### Given text
When are detentions OK?  When the US does them

 

On 21 June 2004, Iran took 8 British sailors and marines into custody.  They had been on patrol in 2 boats on the Shatt-al-Arab waterway and Iran claimed they had strayed on to the Iranian side of the waterway.  The sailors and marines “confessed” on TV that they had done so and “apologised” to Iran for this.  They were released three days later after diplomatic contacts with Iran – Jack Straw, who was British Foreign Secretary at the time, talked to the Iranian Minister of Foreign Affairs, Kamal Kharazi.

 

On that occasion, the British Government didn’t make a song and dance in public about its military personnel being detained illegally by Iran in Iraqi territorial waters.  Since Iran held all the cards, this was a sensible attitude to adopt in order to secure their release, even if there was incontrovertible evidence that they had been detained in Iraqi waters. 

 

When the sailors and marines were returned, they were kept well away from the press.  As a result, the incident was quickly forgotten about and the fact that they had “confessed” and “apologised” didn’t become a matter of public controversy.

 

It is a pound to a penny that the Government is now wishing that it had adopted, and rigorously maintained, a similar approach when 15 sailors and marines were captured by Iran on 23 March 2007, this time at the head of the Persian Gulf, just outside the mouth of the Shatt-al-Arab waterway.  There is little doubt that, had the Government done so, the matter would have been resolved more quickly. 

 

Instead, the Government acted in a way that ensured that the matter was not resolved quietly and quickly, denouncing Iran in public for detaining the 15 illegally in Iraqi waters and protesting about their being “paraded” on TV (which demonstrated that they were alive and well).  As if that wasn’t enough to ensure that their release would be delayed, the Government made the matter into an international incident by getting the EU to condemn Iran and demand their release and by attempting, but failing, to get the Security Council to do likewise.

### To-do list
**a.** From the article on Iran's detentions of British sailors, render this sentence in German: "When the sailors and marines were returned, they were kept well away from the press."
**b.** Carry the article on Iran's 2004 and 2007 detentions of British sailors and marines further, picking up after its final sentence.

### Dataset extract
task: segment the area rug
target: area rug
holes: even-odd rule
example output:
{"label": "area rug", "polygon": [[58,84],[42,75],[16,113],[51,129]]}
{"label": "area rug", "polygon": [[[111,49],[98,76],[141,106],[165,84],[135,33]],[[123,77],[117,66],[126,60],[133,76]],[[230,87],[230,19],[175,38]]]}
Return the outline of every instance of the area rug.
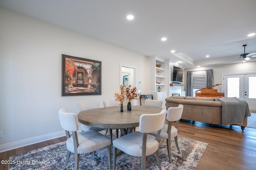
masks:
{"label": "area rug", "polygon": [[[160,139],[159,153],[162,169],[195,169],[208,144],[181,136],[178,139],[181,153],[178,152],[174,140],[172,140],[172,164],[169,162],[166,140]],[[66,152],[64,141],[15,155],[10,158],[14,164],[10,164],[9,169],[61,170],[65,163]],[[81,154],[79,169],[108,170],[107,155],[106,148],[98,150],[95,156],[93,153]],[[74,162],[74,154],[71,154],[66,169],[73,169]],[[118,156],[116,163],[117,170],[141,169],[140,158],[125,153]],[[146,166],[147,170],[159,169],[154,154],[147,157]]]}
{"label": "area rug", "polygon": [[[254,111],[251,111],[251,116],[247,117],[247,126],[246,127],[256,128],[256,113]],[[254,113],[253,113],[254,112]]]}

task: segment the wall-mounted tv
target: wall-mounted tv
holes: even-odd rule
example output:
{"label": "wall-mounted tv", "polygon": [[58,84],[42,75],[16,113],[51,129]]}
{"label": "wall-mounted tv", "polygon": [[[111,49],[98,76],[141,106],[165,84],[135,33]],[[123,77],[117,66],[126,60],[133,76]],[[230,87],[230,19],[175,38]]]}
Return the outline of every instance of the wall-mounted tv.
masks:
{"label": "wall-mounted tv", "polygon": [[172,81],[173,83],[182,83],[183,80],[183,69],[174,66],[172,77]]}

### Replies
**a.** Als die Matrosen und Marinesoldaten zurückgegeben wurden, hielt man sie strikt von der Presse fern.

**b.**
 

Short of taking military action against Iran, it would have been difficult to devise a strategy more likely to prolong their stay in Iranian custody.

 

Living up to the myth

In June 2004, the “confessions” and “apologies” of the captured sailors and marines were barely commented upon, because the issue was settled quietly and quickly.  This time, the Government opted for public denunciation of Iran and elevated the matter into a national crisis.  As a result, attention was focussed on their “confessions” and “apologies” (and for their thanking President Ahmadinejad personally for releasing them) and questions began to be asked about whether this was the proper way for British military personnel to behave when captured.  While they remained in Iranian custody, the unspoken answer to this question was that their readiness to co-operate was a consequence of the outrageous treatment meted out to them by their Iranian captors.

 

However, when they were released, this answer was difficult to maintain.  They had not been physically abused.  If they had been, pictures of their bruises would have dominated our TV screens and newspapers ever since.  Without any evidence of physical abuse, their behaviour had to be explained by non-physical pressure – which had the unfortunate effect of making the 15 appear to be wimps.

 

No doubt, they behaved the way they did in order to make their captivity as agreeable, and as short, as possible.  Given the demonisation of Iran that is prevalent in the British media, it would not have been unreasonable of them to expect rough treatment if they didn’t.  Most people in their position would have acted in the same way – and so would their armchair critics back home.  But, it is not the way British military personnel are supposed to behave in captivity, according to the myths that we have grown up with in Britain in countless accounts of British military prowess.  According to the myths, captured British military personnel don’t “confess” or “apologise” for anything without having their finger nails pulled out – at least.

 

So, when the 15 returned to Britain, the Government felt the need to provide the public with an explanation as to why the 15 hadn’t lived up to the myth – which was why, unlike those captured in June 2004, a number of them were required to give a press conference.  Unfortunately, there wasn’t an explanation that stood up – they had no bruises and the attempt to explain it in terms of the non-physical pressure to which they were (allegedly) subject was unconvincing, and at times farcical.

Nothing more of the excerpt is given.